Task prompt
Go through the lines below and transcribe each one exactly.

------------------------

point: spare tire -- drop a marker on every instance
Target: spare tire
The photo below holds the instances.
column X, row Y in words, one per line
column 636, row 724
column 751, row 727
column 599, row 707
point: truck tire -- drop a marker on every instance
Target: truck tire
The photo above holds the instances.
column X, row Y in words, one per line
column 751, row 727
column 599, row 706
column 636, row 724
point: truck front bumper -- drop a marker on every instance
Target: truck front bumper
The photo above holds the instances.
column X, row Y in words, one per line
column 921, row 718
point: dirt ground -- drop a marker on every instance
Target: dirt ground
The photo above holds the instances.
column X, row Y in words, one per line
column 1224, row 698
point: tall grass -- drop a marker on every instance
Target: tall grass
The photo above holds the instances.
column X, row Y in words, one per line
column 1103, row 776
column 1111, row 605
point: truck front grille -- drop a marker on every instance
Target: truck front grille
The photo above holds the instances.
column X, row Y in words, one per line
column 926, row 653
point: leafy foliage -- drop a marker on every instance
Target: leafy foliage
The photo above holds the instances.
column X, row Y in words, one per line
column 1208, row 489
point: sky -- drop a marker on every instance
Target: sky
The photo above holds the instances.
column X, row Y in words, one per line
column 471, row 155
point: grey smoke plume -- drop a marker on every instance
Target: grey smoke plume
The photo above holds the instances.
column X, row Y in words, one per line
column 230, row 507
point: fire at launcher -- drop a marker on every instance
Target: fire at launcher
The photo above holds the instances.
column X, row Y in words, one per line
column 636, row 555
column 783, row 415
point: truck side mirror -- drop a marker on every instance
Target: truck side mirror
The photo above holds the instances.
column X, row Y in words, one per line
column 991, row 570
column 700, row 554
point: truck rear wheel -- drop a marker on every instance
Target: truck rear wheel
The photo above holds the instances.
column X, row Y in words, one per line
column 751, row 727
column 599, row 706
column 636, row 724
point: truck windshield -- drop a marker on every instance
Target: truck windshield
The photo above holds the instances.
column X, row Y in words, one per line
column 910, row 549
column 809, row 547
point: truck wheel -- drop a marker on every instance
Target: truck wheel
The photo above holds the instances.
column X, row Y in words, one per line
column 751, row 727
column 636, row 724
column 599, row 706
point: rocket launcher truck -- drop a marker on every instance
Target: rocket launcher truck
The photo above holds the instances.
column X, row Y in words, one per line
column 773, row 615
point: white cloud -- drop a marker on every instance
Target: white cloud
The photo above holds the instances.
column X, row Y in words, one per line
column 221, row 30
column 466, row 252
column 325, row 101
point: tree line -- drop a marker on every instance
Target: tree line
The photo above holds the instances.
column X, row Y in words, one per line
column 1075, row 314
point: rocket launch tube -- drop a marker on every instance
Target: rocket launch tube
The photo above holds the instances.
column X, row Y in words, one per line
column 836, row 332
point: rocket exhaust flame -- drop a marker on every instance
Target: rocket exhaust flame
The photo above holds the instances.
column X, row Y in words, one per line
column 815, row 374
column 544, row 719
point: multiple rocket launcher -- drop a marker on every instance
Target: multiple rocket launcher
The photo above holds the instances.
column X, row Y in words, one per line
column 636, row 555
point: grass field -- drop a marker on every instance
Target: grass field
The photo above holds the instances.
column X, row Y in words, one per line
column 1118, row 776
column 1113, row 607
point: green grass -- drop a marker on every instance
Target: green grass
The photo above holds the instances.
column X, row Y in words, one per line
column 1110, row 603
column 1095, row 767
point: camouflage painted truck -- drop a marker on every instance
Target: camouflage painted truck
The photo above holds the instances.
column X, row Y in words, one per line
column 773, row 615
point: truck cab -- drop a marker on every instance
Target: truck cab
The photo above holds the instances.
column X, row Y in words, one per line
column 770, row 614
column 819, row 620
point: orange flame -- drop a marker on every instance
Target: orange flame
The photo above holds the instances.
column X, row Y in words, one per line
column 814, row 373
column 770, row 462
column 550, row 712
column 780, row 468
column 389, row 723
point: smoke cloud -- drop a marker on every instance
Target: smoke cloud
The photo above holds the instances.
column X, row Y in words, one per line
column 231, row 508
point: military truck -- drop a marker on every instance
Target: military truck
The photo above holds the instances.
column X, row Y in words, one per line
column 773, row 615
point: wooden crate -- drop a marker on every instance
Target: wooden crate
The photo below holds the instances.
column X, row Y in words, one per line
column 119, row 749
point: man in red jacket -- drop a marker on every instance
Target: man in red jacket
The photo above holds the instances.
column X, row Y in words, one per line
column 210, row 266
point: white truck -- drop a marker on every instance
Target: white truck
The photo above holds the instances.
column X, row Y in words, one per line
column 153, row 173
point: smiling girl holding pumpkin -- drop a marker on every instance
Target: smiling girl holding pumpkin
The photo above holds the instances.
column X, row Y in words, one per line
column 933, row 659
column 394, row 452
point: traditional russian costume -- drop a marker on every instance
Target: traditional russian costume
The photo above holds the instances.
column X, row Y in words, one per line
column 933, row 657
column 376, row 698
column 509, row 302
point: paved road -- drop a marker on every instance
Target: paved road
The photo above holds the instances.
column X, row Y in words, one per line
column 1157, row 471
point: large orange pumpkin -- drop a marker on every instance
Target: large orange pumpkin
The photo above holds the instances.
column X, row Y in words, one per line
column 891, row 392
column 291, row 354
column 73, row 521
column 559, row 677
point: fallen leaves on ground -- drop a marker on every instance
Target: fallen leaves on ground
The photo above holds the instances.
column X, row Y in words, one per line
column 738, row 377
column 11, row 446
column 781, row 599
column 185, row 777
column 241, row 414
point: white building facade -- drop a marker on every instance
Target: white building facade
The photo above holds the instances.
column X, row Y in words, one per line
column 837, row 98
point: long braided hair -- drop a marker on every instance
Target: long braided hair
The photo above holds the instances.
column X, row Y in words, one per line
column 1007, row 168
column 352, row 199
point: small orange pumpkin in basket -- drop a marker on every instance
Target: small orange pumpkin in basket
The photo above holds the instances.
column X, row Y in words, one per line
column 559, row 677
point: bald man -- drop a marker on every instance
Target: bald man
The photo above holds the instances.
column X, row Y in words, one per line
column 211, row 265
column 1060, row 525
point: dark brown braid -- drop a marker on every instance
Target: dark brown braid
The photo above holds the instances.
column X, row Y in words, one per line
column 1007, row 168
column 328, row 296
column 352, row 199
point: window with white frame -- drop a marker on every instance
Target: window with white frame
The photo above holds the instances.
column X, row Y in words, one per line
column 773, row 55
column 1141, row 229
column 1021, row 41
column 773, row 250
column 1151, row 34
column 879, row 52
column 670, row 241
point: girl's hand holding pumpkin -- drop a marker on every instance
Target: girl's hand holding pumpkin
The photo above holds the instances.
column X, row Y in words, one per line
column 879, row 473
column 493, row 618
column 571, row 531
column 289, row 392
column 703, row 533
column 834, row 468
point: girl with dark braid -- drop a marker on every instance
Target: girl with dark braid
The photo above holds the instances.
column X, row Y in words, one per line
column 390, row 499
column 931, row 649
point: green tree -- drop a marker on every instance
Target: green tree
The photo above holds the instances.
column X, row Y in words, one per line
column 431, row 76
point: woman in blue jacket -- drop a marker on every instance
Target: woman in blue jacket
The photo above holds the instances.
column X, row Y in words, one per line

------------------------

Reply
point: spare tire -- drop a marker on every instance
Target: spare tire
The photo below holds the instances.
column X, row Y in words, one per line
column 636, row 724
column 751, row 727
column 599, row 707
point: truck tire -- drop a marker on every instance
Target: truck tire
The photo above holds the instances.
column X, row Y in words, one per line
column 751, row 727
column 599, row 706
column 636, row 724
point: truck front bumper -- drop a marker on every instance
Target: truck front bumper
The photo above holds the instances.
column X, row Y in words, one per line
column 921, row 718
point: dirt ground -- drop a marker on every instance
Target: dirt ground
The photo above holds the instances.
column X, row Y in words, one per line
column 1224, row 698
point: tall grass -- drop a marker on every instance
Target: tall grass
The photo above holds the instances.
column X, row Y in words, one per line
column 1103, row 776
column 1111, row 605
point: truck front grille -- drop a marker on every instance
Target: truck front grille
The photo above holds the instances.
column X, row Y in words, one per line
column 926, row 653
point: leafy foliage -- drop a marker on every instance
Target: leafy foliage
The photo above holds the instances.
column X, row Y in words, one per line
column 1208, row 489
point: sky -- drop a marker on every instance
Target: sky
The photo above holds the instances.
column X, row Y in words, one per line
column 471, row 155
point: grey smoke plume -- drop a marker on every instance
Target: grey smoke plume
The photo above holds the instances.
column X, row Y in words, one per line
column 230, row 507
point: fire at launcher -- drop a marker on every instance
Target: fire at launcher
The photo above holds the instances.
column X, row Y in words, one per line
column 636, row 555
column 783, row 415
point: truck side mirror -- drop a marker on every instance
Target: truck side mirror
The photo above holds the instances.
column X, row Y in words, one per line
column 991, row 570
column 700, row 554
point: truck rear wheel -- drop a marker on every instance
Target: truck rear wheel
The photo above holds the instances.
column X, row Y in words, one per line
column 751, row 727
column 599, row 706
column 636, row 724
point: truck windshield -- drop a marker on every instance
Target: truck windshield
The photo above holds the instances.
column X, row Y in words, one per line
column 910, row 549
column 809, row 547
point: truck wheel -- drop a marker on every instance
Target: truck wheel
The photo above holds the instances.
column X, row Y in words, one per line
column 751, row 727
column 636, row 724
column 599, row 706
point: rocket launcher truck -- drop a marker on every instance
Target: rocket launcher truck
The photo above holds the instances.
column X, row Y in words, one per line
column 773, row 615
point: white cloud -- drop a marker on every instance
Target: white cloud
The photo above holds the instances.
column X, row Y in words, one per line
column 221, row 30
column 466, row 252
column 325, row 101
point: tree line -- drop a marker on every instance
Target: tree line
The photo above holds the instances.
column X, row Y in words, one per line
column 1075, row 314
point: rocket launch tube -- drop a marker on every instance
Target: rocket launch tube
The photo above holds the instances.
column X, row Y in words, one per line
column 836, row 332
point: rocket exhaust flame -- drop a marker on every instance
Target: rocket exhaust flame
The photo above holds the instances.
column X, row Y in words, one per line
column 815, row 374
column 544, row 719
point: multiple rocket launcher -- drop a marker on every instance
Target: multiple rocket launcher
The photo above holds the instances.
column X, row Y in words, one per line
column 636, row 555
point: grass field -- drop a marker on every instance
Target: grass field
The photo above holds the instances.
column X, row Y in words, one per line
column 1118, row 776
column 1113, row 607
point: green grass -- drop a marker on every instance
Target: green grass
The photo above holds the instances.
column X, row Y in words, one per line
column 1110, row 603
column 1095, row 767
point: camouflage painted truck -- drop a marker on every instance
Target: camouflage painted truck
The photo above holds the instances.
column X, row Y in words, one per line
column 773, row 615
point: truck cab -- drop a marker on every instance
Target: truck cab
The photo above holds the instances.
column X, row Y in words, one per line
column 770, row 614
column 819, row 620
point: orange flame -- drop a marker on every instance
Target: orange flame
The photo above holds the instances.
column X, row Y in words, one per line
column 814, row 373
column 770, row 462
column 550, row 712
column 780, row 468
column 389, row 723
point: smoke cloud -- drop a marker on every instance
Target: smoke cloud
The photo above holds the instances.
column X, row Y in words, one per line
column 231, row 508
point: military truck -- drop a marker on every instance
Target: military truck
The photo above holds the instances.
column X, row Y in words, one per line
column 773, row 615
point: wooden crate -- drop a marker on every instance
Target: wooden crate
The photo below holds the instances.
column X, row Y in words, one per line
column 119, row 749
point: man in red jacket -- drop a marker on every instance
Target: man in red jacket
The photo above holds the instances.
column X, row Y in words, one per line
column 210, row 266
point: white truck -- drop a marker on every instance
Target: white truck
The photo above holds the instances.
column X, row Y in words, one per line
column 153, row 173
point: smiling girl holding pumpkin -- drop a marker on every instance
Target: smiling girl holding pumpkin
The photo above holds the instances.
column X, row Y in words, one per line
column 933, row 659
column 394, row 452
point: traditional russian costume -- drop a marker on every instance
Target: traditional russian costume
The photo above holds the instances.
column X, row Y in words, one per line
column 933, row 657
column 376, row 698
column 509, row 302
point: paved road -- drop a marker on every instance
Target: paved road
The photo above holds the instances.
column X, row Y in words, one per line
column 1157, row 471
point: large orange pumpkin -- drop a marker on every instance
Target: large orange pumpkin
The photo above holds the instances.
column X, row Y in words, one per line
column 891, row 392
column 291, row 354
column 73, row 521
column 559, row 677
point: fallen leaves on ground -- drop a marker on every instance
Target: fallen leaves on ground
The photo above holds the instances.
column X, row Y in words, one per line
column 738, row 377
column 11, row 446
column 781, row 599
column 185, row 777
column 241, row 414
point: white building facade -- drop a marker on every instance
Target: white building facade
The photo above holds the instances.
column X, row Y in words, one per line
column 837, row 98
point: long braided hair -- drop a marker on every instance
Target: long braided hair
The photo above holds the instances.
column X, row Y in words, one per line
column 1007, row 168
column 352, row 199
point: small orange pumpkin in basket -- drop a marker on every instance
Target: small orange pumpkin in basket
The photo above holds the instances.
column X, row Y in words, one per line
column 559, row 677
point: bald man -- drop a marker on every instance
Target: bald man
The photo above holds the instances.
column X, row Y in words, one per line
column 211, row 265
column 1060, row 525
point: dark brown braid -- drop a marker on every instance
Target: dark brown braid
The photo above holds the instances.
column X, row Y in words, one per line
column 1007, row 168
column 328, row 296
column 352, row 199
point: window with white frame -- drop a marker on every instance
Target: window with white frame
The photo above holds the instances.
column X, row Y in words, one per line
column 773, row 55
column 1141, row 229
column 1021, row 41
column 773, row 250
column 1151, row 34
column 879, row 52
column 670, row 241
point: girl's hand holding pumpkin -- drop a marker on every instance
Target: girl's hand holding pumpkin
The photo above holds the instances.
column X, row Y in words, one per line
column 879, row 473
column 493, row 618
column 571, row 531
column 289, row 392
column 703, row 533
column 834, row 468
point: girl with dark braid -- drop a marker on every instance
Target: girl with dark braid
The photo above holds the instances.
column X, row Y in words, one per line
column 390, row 499
column 931, row 649
point: green tree -- drop a marker on every instance
Target: green tree
The photo above holds the instances.
column X, row Y in words, one per line
column 431, row 76
point: woman in blue jacket -- drop a marker on every instance
Target: woman in blue jacket
The photo above holds the instances.
column X, row Y in words, one per line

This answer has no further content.